Records
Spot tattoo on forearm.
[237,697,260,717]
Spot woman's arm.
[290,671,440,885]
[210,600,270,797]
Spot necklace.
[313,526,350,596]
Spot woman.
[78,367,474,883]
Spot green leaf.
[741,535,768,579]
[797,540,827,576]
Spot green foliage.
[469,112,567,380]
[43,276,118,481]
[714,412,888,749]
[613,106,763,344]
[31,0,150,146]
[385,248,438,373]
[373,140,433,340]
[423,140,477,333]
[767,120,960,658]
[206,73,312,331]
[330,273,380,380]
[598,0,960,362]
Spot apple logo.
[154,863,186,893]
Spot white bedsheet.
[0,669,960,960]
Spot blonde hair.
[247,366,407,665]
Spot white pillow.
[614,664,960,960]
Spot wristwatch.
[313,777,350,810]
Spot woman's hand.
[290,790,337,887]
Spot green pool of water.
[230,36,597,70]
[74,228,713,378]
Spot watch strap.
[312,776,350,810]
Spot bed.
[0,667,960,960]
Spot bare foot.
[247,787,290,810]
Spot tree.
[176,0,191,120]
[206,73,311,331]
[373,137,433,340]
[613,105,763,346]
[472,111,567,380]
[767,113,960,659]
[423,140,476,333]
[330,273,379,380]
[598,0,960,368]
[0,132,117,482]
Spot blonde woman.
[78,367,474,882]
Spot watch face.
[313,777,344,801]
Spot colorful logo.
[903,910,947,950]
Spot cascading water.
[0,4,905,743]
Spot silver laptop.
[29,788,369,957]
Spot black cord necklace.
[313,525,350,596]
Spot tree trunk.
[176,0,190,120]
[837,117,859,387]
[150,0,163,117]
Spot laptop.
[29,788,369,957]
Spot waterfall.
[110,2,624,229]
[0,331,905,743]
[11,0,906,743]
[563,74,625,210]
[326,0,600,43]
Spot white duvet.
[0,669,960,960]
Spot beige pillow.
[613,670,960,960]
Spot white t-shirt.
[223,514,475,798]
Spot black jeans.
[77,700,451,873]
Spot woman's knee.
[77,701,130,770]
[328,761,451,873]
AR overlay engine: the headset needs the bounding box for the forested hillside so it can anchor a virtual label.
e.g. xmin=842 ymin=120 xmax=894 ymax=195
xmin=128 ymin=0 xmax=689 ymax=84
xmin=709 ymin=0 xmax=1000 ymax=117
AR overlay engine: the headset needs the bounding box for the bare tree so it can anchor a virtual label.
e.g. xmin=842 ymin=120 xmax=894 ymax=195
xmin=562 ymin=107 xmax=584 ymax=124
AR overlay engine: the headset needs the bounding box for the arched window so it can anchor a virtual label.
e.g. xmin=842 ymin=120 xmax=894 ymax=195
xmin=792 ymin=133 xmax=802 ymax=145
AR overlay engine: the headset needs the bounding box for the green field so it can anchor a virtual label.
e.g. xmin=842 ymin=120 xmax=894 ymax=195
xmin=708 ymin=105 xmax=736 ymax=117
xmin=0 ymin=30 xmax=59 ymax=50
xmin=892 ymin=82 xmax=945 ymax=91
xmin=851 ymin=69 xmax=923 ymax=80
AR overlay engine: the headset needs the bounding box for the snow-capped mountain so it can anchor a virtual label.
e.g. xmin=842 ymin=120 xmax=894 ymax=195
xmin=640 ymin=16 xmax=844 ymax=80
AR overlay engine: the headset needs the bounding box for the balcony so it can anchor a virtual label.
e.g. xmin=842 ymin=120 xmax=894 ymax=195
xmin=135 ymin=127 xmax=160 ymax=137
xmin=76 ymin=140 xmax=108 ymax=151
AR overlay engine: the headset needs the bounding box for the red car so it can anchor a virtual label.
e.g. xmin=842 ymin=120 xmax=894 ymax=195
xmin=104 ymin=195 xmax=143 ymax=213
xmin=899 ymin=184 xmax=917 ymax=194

- [REQUIRED TASK] Give the lines of the data as a JSON list of strings, one string per line and blank lines omitted, from the first line through the line containing "[328,761,451,873]", including that line.

- [SOLUTION]
[
  "Spot tattoo on forearm.",
  "[237,697,260,717]",
  "Spot woman's arm.",
  "[290,671,440,885]",
  "[210,600,270,797]",
  "Spot necklace.",
  "[313,526,350,596]",
  "Spot woman.",
  "[78,367,474,883]",
  "Spot green leaf.",
  "[741,535,768,579]",
  "[797,540,827,576]",
  "Spot green foliage.",
  "[469,112,567,380]",
  "[43,276,118,481]",
  "[714,412,888,749]",
  "[613,106,763,344]",
  "[31,0,150,146]",
  "[385,248,438,373]",
  "[373,140,433,340]",
  "[423,140,477,333]",
  "[767,120,960,658]",
  "[206,73,312,331]",
  "[330,273,380,380]",
  "[598,0,960,362]",
  "Spot apple logo.",
  "[154,863,186,893]",
  "Spot white bedsheet.",
  "[0,669,960,960]",
  "Spot blonde hair.",
  "[247,366,407,665]",
  "Spot white pillow.",
  "[614,664,960,960]",
  "Spot wristwatch.",
  "[313,777,350,810]",
  "Spot woman's hand.",
  "[290,790,337,887]",
  "Spot green pool of water.",
  "[230,36,597,70]",
  "[74,228,713,378]",
  "Spot watch strap.",
  "[312,776,350,810]",
  "Spot bed.",
  "[0,667,960,960]",
  "Spot bare foot.",
  "[247,787,290,810]",
  "Spot tree.",
  "[176,0,191,120]",
  "[206,73,311,331]",
  "[373,137,433,340]",
  "[613,105,763,346]",
  "[472,111,567,380]",
  "[767,113,960,659]",
  "[423,140,476,333]",
  "[330,273,379,380]",
  "[598,0,960,368]",
  "[0,132,117,482]",
  "Spot blonde woman.",
  "[78,367,474,882]",
  "Spot watch face.",
  "[313,777,344,801]",
  "Spot colorful logo.",
  "[903,910,947,950]",
  "Spot cascading water.",
  "[0,4,905,743]",
  "Spot silver laptop.",
  "[29,788,369,957]",
  "Spot black cord necklace.",
  "[313,525,350,596]",
  "Spot tree trunk.",
  "[176,0,190,120]",
  "[837,117,859,387]",
  "[150,0,163,117]",
  "Spot laptop.",
  "[29,788,369,957]",
  "Spot waterfall.",
  "[110,2,624,229]",
  "[0,331,905,743]",
  "[11,0,906,743]",
  "[563,74,625,210]",
  "[326,0,600,43]",
  "Spot white duvet.",
  "[0,669,960,960]",
  "Spot beige pillow.",
  "[613,670,960,960]",
  "Spot white t-shirt.",
  "[223,514,475,798]",
  "Spot black jeans.",
  "[77,700,451,873]",
  "Spot woman's knee.",
  "[77,701,130,770]",
  "[328,761,451,873]"
]